(Coordinate annotation entries)
• • •

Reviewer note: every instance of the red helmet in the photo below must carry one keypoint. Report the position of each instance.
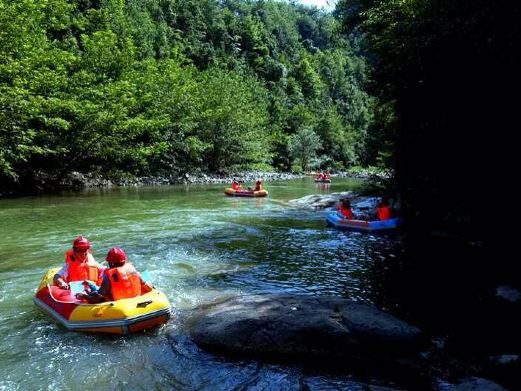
(81, 243)
(116, 255)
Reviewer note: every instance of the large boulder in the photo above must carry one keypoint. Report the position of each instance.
(302, 326)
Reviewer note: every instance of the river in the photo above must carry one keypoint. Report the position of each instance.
(198, 245)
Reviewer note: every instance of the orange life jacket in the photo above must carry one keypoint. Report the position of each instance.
(124, 282)
(346, 212)
(78, 271)
(383, 212)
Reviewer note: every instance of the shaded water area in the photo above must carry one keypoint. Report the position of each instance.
(198, 246)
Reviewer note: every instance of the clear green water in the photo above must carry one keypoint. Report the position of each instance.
(198, 245)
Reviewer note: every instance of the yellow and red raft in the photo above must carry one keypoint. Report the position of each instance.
(245, 193)
(123, 316)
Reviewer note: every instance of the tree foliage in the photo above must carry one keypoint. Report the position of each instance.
(141, 87)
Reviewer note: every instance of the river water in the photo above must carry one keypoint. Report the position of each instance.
(198, 245)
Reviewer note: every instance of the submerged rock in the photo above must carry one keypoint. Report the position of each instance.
(301, 326)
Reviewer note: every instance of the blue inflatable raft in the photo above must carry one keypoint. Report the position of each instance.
(338, 222)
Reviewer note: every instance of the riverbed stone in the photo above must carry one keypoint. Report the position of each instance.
(307, 327)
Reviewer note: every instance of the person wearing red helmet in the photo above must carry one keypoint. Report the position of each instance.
(79, 264)
(120, 281)
(383, 211)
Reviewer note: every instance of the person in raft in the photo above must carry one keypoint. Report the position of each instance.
(79, 264)
(120, 281)
(258, 186)
(383, 211)
(344, 208)
(235, 184)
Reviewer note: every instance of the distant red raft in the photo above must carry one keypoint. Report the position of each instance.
(245, 193)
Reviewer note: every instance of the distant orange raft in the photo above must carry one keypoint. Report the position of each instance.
(118, 317)
(245, 193)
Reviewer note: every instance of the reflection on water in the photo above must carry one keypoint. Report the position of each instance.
(198, 245)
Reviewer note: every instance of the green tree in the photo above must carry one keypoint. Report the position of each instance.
(303, 146)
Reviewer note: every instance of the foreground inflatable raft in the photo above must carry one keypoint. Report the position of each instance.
(245, 193)
(118, 317)
(335, 220)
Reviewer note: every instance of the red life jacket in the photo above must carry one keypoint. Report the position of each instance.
(346, 212)
(78, 271)
(125, 282)
(383, 212)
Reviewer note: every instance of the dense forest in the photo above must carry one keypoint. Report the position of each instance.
(142, 87)
(138, 87)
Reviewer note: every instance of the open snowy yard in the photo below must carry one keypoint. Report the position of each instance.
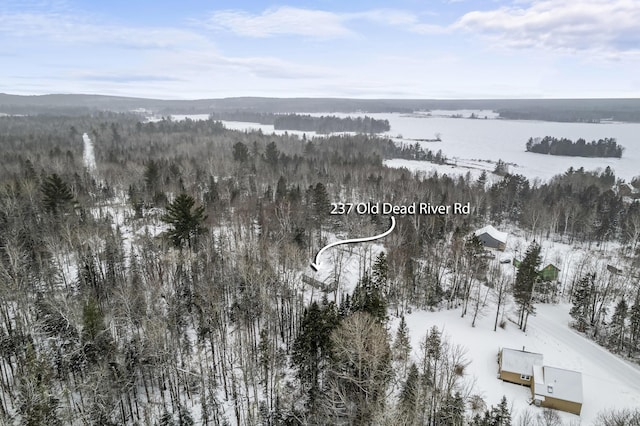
(608, 382)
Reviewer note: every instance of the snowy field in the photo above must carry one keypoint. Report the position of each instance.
(479, 143)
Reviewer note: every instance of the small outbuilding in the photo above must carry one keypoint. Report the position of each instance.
(516, 366)
(492, 238)
(549, 273)
(557, 388)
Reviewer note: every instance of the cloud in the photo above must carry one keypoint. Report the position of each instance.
(280, 21)
(607, 26)
(126, 78)
(70, 29)
(311, 23)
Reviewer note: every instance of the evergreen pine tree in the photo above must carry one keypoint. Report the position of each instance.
(56, 194)
(618, 326)
(500, 415)
(526, 278)
(409, 395)
(582, 301)
(634, 324)
(402, 345)
(185, 220)
(312, 346)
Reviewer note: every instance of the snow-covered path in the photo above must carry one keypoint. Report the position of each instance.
(616, 382)
(89, 155)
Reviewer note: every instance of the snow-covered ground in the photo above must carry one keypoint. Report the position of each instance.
(608, 382)
(475, 169)
(88, 155)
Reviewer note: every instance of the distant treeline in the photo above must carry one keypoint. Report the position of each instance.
(307, 123)
(330, 124)
(607, 147)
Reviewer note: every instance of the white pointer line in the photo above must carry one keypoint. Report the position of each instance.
(315, 264)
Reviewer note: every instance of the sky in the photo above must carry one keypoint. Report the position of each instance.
(437, 49)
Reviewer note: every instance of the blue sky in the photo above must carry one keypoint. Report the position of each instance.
(363, 49)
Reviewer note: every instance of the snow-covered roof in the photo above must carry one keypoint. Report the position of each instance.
(520, 362)
(559, 383)
(493, 232)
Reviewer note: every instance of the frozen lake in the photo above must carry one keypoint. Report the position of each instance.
(468, 139)
(477, 143)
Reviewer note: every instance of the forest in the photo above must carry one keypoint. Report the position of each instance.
(562, 110)
(607, 147)
(307, 123)
(164, 286)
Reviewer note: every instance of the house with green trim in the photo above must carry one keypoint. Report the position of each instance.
(549, 273)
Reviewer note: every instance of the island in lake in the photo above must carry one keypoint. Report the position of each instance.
(607, 147)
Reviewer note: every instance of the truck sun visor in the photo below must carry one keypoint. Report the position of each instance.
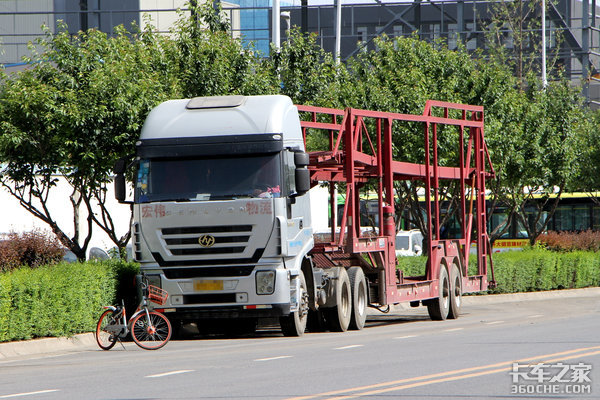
(192, 147)
(215, 102)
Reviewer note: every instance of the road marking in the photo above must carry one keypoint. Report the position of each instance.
(182, 371)
(352, 346)
(9, 396)
(449, 375)
(272, 358)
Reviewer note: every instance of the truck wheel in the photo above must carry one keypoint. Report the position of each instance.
(438, 308)
(295, 323)
(455, 292)
(338, 317)
(358, 284)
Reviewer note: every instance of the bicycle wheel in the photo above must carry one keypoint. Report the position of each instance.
(106, 340)
(153, 334)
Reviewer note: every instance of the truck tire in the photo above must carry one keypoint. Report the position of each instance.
(438, 308)
(295, 323)
(358, 284)
(455, 292)
(338, 317)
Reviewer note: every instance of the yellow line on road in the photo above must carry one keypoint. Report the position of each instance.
(464, 373)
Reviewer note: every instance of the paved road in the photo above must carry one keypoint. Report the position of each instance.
(402, 355)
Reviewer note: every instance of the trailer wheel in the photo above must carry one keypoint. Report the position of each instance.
(338, 317)
(295, 323)
(455, 292)
(438, 308)
(358, 284)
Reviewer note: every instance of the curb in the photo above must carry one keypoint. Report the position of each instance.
(87, 341)
(47, 345)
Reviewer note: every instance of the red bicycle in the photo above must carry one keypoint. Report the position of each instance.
(150, 330)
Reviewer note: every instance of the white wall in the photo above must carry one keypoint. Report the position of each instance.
(16, 219)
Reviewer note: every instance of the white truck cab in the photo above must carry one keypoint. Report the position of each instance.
(221, 219)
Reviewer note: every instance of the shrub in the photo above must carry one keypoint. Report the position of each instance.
(569, 241)
(31, 249)
(59, 300)
(532, 269)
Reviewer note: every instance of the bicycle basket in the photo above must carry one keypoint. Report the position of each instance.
(157, 295)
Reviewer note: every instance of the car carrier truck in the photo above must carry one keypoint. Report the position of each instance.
(222, 221)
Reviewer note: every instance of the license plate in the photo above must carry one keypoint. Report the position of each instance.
(208, 285)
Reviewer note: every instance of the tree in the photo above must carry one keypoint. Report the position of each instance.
(209, 62)
(77, 108)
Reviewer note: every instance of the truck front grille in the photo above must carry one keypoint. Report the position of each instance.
(229, 240)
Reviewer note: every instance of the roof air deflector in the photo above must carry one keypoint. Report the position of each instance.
(215, 102)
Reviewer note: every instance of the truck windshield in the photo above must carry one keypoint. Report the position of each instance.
(208, 178)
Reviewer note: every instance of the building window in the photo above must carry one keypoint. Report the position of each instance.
(361, 32)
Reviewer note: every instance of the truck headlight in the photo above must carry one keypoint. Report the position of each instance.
(265, 282)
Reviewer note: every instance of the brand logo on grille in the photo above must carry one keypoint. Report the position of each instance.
(206, 240)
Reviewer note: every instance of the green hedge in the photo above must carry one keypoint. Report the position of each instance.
(530, 270)
(60, 300)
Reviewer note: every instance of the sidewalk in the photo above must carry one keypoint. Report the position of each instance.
(86, 341)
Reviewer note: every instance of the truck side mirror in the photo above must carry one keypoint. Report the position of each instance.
(120, 187)
(302, 181)
(301, 160)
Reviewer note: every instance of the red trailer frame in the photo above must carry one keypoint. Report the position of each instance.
(356, 156)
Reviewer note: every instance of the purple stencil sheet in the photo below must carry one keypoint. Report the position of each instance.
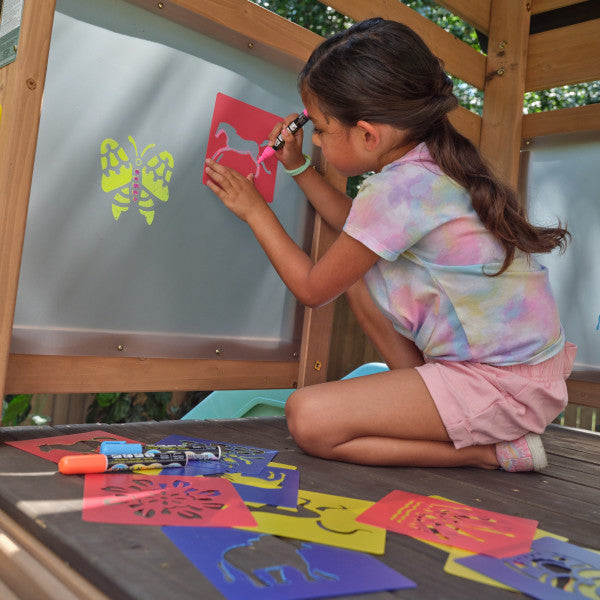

• • •

What you are asked to do
Please rewrite the listing from the line with "Reviewer note: every instance of the red trailer" through the end of the listing, replacing "keypoint" with "marker" and leaving everything else unchanged. Omit any pictures from your answer.

The completed task
Reviewer note: every instance of the red trailer frame in the photo above must carry one marker. Report the position of each instance.
(356, 156)
Reviewer note: every instance of the purple stencil sheet in the photo below must carry one marker. Report the position of each instance.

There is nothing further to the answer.